STATED GOAL:
Return these lines with no changes at all.

# # # #

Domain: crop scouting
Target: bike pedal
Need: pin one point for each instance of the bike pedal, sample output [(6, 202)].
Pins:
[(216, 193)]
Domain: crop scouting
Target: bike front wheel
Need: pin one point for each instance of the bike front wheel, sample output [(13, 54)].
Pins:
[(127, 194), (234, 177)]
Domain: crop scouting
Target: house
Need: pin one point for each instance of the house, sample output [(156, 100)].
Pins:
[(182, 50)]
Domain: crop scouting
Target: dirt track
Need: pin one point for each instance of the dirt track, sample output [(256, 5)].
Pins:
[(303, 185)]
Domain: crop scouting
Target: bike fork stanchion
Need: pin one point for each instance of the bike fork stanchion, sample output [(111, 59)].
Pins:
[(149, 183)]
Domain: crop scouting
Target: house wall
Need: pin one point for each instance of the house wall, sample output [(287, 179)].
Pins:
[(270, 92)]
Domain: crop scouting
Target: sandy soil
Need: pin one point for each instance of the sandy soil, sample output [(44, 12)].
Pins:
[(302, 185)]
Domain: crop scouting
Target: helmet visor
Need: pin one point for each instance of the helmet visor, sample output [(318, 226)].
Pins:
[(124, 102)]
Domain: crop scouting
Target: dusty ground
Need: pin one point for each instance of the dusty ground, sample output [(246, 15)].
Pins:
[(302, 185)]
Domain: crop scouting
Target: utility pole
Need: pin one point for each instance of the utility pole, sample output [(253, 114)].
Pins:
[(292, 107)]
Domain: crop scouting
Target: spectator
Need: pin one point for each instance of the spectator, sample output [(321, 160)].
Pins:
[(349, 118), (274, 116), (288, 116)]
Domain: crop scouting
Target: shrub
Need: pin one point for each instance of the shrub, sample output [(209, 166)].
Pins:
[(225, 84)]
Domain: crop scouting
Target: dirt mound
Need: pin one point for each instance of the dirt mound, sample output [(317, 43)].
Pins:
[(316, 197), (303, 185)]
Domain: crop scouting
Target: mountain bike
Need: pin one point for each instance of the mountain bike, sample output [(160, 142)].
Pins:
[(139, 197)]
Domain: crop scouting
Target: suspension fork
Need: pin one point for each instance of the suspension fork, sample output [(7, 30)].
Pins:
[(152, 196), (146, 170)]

# # # #

ANSWER FOR THIS EXERCISE:
Domain: crop scouting
Target: bike pedal
Need: pin one point for each instance of the bike pedal, sample output [(6, 202)].
Pins:
[(216, 193)]
Domain: crop scouting
Target: bike front wheel
Need: pin one point for each instance of the bike front wheel, sample output [(13, 54)].
Pins:
[(127, 194), (234, 177)]
Domain: crop scouting
Target: house
Need: pin one point for each instance of the house, sample output [(156, 100)].
Pins:
[(182, 50)]
Domain: crop scouting
Target: dirt track
Need: pin one point for each instance of the dirt track, sample output [(256, 5)].
Pins:
[(303, 185)]
Domain: crop scouting
Target: bike fork stanchion
Need: pin one point for each instance of the bike fork stanchion, sample output [(111, 59)].
Pins:
[(149, 183)]
Domain: crop scouting
Target: house wall
Need: pin one point for each instance of the house wall, sample output [(287, 179)].
Pins:
[(270, 92)]
Domain: crop scouting
Target: sandy soil
Need: pin one point for each instance of the sandy soil, sample output [(44, 12)].
Pins:
[(302, 185)]
Domain: crop scouting
Target: helmet visor
Need: pin one point for each instance of the helmet visor, sample output [(318, 226)].
Pins:
[(124, 102)]
Domain: crop scouting
Target: dusty ground
Need: pin one point for each instance of the dusty ground, sample output [(246, 15)].
Pins:
[(302, 185)]
Domain: crop scouting
Target: utility pole
Need: pin one point for each instance of the utility pole, sample output [(253, 114)].
Pins:
[(292, 107)]
Domain: crop scouting
Target: spectator
Need: pin one point for each instance of the spectator, sample output [(321, 160)].
Pins:
[(349, 118), (274, 116), (288, 116)]
Domain: crop scouting
Target: shrub
Need: pin one point for each instance of the shrub, sample output [(209, 166)].
Pins:
[(225, 84)]
Domain: crop scouting
Target: dirt mound
Need: pin one point for each instance of the dirt mound, sample output [(317, 43)].
Pins:
[(316, 197), (303, 185)]
Domain: crop scouting
Target: mountain bike
Need: pin one point for each instance of the mountain bike, sample output [(160, 142)].
Pins:
[(139, 197)]
Domain: crop scouting
Target: suspension fork
Need: pin one point for each instance of the suspension fork, sample output [(7, 30)].
Pins:
[(152, 196), (146, 170)]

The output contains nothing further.